-- BEGIN Task input --

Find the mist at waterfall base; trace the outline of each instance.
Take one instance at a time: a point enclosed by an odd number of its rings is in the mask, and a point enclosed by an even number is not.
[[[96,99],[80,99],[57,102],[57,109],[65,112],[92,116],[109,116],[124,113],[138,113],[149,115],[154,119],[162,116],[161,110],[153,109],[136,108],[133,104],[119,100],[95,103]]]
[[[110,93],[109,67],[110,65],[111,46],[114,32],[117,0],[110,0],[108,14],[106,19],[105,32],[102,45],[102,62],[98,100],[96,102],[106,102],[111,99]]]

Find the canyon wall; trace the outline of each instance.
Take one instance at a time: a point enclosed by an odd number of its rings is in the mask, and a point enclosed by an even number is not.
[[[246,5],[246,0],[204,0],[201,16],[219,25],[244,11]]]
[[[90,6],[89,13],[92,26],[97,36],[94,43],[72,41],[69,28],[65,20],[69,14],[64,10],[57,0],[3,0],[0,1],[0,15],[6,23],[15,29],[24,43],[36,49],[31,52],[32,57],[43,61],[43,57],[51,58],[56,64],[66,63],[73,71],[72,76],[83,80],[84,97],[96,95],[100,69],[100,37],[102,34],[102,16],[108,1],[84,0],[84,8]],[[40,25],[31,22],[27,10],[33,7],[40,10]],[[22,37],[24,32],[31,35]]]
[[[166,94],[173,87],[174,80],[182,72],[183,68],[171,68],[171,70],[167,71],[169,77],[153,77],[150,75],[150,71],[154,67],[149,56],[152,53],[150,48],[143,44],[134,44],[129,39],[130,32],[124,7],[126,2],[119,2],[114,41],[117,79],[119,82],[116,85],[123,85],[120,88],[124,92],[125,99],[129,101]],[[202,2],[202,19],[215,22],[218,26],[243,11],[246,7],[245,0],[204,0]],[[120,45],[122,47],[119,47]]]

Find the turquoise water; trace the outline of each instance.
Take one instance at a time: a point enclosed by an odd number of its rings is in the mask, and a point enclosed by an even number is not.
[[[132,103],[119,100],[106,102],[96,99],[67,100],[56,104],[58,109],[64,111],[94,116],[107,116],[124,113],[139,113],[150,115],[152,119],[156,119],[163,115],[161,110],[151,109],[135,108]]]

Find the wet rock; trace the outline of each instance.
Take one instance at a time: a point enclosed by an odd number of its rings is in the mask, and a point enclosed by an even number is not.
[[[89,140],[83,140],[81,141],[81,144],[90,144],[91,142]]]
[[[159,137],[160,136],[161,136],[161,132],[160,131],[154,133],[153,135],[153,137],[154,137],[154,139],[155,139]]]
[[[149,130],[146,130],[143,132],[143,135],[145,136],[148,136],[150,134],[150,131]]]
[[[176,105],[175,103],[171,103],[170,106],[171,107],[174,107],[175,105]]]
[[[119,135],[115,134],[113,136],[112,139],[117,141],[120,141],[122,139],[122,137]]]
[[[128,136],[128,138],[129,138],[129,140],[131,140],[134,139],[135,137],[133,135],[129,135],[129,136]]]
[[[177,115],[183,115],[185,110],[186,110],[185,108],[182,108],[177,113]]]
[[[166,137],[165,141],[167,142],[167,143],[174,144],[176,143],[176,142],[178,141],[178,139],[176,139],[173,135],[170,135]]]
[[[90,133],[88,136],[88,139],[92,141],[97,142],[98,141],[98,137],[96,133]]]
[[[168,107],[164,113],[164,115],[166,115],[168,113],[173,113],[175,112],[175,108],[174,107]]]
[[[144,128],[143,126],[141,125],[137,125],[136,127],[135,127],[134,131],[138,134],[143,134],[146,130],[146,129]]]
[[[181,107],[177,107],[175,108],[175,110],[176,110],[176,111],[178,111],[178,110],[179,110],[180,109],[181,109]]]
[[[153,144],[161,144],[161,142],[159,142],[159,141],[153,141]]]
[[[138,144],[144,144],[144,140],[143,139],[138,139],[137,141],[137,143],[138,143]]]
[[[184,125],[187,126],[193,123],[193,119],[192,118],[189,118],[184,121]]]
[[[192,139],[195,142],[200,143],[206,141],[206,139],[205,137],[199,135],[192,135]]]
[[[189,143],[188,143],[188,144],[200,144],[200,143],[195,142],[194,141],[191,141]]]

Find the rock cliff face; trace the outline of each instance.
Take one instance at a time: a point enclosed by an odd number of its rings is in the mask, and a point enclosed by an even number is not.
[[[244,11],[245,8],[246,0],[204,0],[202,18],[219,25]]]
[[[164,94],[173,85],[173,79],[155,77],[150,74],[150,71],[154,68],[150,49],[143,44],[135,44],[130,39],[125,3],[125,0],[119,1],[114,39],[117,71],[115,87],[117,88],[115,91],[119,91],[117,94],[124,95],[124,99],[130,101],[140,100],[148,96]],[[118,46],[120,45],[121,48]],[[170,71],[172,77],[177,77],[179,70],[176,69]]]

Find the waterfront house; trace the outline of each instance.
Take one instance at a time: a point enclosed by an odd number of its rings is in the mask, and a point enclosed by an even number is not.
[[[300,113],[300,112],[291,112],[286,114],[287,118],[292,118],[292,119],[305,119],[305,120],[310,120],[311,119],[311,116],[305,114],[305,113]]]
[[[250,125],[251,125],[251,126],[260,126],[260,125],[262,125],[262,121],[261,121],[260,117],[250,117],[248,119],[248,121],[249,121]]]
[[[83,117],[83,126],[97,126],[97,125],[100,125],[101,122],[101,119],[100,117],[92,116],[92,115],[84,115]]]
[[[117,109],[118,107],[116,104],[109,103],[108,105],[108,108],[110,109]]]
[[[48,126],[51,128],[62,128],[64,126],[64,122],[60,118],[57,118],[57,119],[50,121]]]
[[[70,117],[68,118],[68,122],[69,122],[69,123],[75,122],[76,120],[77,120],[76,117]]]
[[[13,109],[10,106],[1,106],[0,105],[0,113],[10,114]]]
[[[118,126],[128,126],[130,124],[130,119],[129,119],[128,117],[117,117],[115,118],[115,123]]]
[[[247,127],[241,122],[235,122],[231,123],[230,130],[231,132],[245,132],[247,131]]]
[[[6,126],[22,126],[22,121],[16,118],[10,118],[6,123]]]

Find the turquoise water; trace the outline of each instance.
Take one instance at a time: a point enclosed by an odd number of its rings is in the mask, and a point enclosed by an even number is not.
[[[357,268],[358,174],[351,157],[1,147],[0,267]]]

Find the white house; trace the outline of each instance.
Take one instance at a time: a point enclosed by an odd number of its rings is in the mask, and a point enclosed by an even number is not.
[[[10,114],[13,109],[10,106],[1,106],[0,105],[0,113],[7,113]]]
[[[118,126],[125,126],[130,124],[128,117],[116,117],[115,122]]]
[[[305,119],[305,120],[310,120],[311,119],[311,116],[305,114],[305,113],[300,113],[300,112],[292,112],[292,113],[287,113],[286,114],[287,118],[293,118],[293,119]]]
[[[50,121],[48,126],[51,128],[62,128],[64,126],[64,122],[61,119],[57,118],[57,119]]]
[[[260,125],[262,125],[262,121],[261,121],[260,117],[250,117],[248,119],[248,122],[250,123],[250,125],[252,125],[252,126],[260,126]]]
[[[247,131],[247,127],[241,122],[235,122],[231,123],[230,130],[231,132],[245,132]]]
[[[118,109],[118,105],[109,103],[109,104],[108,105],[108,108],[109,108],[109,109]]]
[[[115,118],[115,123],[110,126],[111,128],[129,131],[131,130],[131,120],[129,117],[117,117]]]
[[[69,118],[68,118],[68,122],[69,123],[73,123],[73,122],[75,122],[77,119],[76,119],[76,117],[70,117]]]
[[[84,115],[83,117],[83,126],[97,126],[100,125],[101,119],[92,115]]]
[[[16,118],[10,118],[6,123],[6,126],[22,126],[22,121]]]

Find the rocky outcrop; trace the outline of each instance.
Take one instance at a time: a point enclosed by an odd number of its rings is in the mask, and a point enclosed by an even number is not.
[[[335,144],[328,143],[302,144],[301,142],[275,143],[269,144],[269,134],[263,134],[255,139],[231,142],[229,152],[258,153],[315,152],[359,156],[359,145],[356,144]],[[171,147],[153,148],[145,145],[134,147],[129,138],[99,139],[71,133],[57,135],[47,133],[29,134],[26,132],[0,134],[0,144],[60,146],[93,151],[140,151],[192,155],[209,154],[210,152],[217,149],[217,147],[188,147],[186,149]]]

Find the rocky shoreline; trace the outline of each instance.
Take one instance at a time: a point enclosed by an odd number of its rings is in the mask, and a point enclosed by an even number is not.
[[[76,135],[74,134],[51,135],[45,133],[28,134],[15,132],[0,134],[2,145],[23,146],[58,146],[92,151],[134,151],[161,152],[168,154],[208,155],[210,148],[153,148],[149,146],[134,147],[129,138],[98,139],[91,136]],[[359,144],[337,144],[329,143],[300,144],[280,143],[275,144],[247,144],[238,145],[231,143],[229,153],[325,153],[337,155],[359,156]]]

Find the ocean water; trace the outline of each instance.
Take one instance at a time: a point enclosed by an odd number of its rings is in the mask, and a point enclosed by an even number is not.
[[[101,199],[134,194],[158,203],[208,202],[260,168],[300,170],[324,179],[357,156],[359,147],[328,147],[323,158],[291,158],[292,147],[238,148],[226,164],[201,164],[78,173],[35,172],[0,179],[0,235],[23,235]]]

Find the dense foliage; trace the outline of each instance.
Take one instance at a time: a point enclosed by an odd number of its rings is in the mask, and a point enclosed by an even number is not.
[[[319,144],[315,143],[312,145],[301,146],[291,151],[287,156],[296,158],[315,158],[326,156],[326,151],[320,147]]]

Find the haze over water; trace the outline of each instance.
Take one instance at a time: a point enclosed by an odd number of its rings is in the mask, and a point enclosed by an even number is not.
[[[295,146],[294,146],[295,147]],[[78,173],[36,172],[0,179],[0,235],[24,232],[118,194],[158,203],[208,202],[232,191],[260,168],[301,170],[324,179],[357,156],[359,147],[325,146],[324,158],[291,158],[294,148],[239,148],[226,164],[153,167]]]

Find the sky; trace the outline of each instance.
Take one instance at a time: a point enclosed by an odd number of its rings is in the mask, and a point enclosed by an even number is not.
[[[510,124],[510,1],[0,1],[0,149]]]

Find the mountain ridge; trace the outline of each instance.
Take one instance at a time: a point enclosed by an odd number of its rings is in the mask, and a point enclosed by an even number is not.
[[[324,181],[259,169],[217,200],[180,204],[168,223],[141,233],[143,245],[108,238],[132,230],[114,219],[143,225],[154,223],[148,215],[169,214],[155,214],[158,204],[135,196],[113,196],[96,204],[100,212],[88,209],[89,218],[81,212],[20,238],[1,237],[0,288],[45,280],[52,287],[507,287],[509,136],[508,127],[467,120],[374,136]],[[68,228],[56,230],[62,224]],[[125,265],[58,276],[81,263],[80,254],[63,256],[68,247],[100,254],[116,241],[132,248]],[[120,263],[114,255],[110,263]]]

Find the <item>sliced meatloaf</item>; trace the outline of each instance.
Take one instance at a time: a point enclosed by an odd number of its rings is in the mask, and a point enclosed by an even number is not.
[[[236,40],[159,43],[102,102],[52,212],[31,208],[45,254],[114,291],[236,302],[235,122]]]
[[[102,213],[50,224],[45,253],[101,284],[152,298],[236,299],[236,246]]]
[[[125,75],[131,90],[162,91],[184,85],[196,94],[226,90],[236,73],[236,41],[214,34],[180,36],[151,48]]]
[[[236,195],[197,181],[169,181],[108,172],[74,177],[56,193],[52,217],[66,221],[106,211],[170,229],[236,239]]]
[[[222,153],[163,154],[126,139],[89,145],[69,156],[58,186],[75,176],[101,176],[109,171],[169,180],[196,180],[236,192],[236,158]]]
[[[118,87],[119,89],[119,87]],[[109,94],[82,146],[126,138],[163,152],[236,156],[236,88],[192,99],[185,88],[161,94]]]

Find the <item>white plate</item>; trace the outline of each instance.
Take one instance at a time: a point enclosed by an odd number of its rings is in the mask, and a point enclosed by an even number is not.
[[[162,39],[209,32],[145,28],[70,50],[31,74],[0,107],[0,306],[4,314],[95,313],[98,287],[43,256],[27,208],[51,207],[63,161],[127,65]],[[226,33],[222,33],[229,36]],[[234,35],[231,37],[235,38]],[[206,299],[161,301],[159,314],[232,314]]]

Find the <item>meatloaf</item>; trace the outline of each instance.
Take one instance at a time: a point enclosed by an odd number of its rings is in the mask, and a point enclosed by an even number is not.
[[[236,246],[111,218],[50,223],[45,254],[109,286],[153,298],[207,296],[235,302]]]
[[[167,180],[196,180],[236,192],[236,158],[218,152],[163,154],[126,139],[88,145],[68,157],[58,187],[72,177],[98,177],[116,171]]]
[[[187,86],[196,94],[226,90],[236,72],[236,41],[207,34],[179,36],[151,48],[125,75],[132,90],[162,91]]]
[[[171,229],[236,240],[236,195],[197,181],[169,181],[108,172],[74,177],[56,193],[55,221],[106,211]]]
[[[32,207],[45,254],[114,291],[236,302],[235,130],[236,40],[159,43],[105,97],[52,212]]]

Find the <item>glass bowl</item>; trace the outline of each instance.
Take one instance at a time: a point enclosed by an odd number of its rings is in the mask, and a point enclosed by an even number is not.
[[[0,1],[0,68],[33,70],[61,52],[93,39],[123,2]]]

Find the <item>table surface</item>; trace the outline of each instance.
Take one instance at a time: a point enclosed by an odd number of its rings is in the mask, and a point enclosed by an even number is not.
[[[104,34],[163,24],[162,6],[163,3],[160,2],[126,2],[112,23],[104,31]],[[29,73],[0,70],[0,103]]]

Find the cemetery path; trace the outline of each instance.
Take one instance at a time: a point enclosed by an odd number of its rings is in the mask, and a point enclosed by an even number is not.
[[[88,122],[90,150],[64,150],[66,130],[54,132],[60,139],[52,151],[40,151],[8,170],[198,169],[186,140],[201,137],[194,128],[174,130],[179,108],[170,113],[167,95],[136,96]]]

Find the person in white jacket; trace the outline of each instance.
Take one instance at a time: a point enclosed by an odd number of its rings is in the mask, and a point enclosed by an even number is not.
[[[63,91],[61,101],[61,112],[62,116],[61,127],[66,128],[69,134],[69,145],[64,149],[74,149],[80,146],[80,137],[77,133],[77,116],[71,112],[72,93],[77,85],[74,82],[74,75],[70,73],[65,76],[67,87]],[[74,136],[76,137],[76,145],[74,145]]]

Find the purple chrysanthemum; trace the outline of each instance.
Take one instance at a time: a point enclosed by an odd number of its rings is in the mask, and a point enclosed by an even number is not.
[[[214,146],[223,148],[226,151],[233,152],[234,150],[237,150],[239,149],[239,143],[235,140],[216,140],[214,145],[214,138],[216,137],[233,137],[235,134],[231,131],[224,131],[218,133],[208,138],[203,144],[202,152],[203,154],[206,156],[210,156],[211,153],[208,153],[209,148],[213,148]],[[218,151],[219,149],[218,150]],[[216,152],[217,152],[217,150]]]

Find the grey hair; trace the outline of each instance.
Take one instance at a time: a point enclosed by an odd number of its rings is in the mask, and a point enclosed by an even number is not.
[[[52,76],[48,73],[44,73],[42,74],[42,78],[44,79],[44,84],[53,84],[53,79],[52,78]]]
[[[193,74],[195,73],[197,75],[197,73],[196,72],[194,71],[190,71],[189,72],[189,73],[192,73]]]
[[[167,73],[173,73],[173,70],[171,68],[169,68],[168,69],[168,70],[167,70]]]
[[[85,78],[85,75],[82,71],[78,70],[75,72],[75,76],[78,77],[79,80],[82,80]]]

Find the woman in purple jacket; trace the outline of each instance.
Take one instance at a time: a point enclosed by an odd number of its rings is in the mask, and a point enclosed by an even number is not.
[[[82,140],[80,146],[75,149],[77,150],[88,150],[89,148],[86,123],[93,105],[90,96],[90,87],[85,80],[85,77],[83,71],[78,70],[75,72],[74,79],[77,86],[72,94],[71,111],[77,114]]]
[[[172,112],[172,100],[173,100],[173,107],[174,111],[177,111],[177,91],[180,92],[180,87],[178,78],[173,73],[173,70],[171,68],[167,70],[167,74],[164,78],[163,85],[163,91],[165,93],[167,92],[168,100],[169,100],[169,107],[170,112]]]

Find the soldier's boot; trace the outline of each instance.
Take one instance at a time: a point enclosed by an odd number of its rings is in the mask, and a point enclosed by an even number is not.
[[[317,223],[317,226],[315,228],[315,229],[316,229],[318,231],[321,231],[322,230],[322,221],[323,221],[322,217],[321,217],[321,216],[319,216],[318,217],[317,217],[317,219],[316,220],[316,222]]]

-- END Task input --

Direction = Copy exactly the line containing "Find the purple" and every line after it, ending with the last line of the records above.

Result of the exercise =
Find the purple chrysanthemum; trace the outline of each instance.
Take one instance at a time: a point enclosed by an odd number of its rings is in the mask, and a point enclosed by an even number is not.
[[[214,146],[223,148],[226,151],[233,152],[234,150],[237,150],[239,149],[239,143],[235,140],[216,140],[214,145],[214,138],[216,137],[233,137],[235,134],[231,131],[224,131],[218,133],[208,138],[203,144],[202,152],[203,154],[206,156],[210,156],[211,153],[208,153],[209,148],[213,148]],[[218,151],[219,149],[218,150]],[[216,152],[217,152],[217,150]]]

Find the grey hair; trace the outline of each instance.
Take one instance at a time: a point enclosed by an odd number of its rings is in the mask, and a point enclosed by an even number is not.
[[[52,76],[48,73],[44,73],[42,74],[42,78],[44,79],[44,84],[53,84],[53,79],[52,78]]]
[[[193,74],[195,73],[197,75],[197,73],[196,72],[194,71],[190,71],[189,72],[189,73],[192,73]]]
[[[167,73],[173,73],[173,70],[171,68],[169,68],[168,69],[168,70],[167,70]]]
[[[85,78],[85,75],[82,71],[78,70],[75,72],[75,76],[78,77],[79,80],[82,80]]]

Find the woman in purple jacket; trace the outline of each instance.
Take one instance at a time: a point enclosed by an odd number of its rings is in the mask, and a point enclosed by an even number is not.
[[[82,140],[80,146],[75,149],[77,150],[88,150],[89,148],[86,123],[93,105],[90,96],[90,87],[85,80],[85,77],[83,71],[78,70],[75,72],[74,79],[77,86],[72,94],[71,111],[77,114]]]
[[[172,112],[172,100],[173,100],[173,107],[174,111],[177,111],[177,91],[180,92],[180,87],[178,78],[173,73],[173,70],[171,68],[167,70],[167,74],[164,78],[163,85],[163,91],[165,93],[167,92],[168,100],[169,100],[169,107],[170,112]]]

Find the soldier's boot; trace the outline of each instance.
Take one instance at a time: a point enclosed by an odd number of its rings is in the mask, and a point enclosed by an even number is not.
[[[317,223],[317,226],[315,228],[315,229],[316,229],[318,231],[321,231],[322,230],[322,221],[323,221],[322,217],[321,217],[321,216],[319,216],[318,217],[317,217],[317,219],[316,220],[316,222]]]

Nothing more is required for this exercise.